> **PROBLEM TO WORK ON**:
Rewrite the items below, substituting "traffic sign" for every occurrence of "road sign" and changing nothing else. Leave out the pictures.

> **INPUT FOR THIS TASK**:
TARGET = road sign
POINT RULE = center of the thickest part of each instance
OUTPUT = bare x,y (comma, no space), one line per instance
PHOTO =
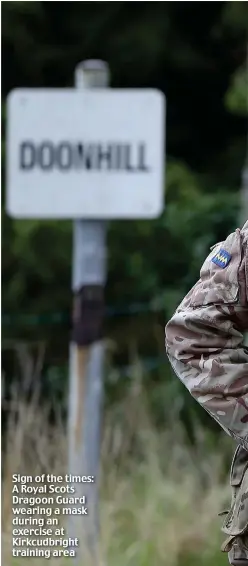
81,154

> **WRITTEN ANSWER**:
TARGET = traffic sign
POINT RULE = center of the thickest part of each instance
OUTPUT = bare x,y (comma, no space), one line per instance
PHOTO =
81,154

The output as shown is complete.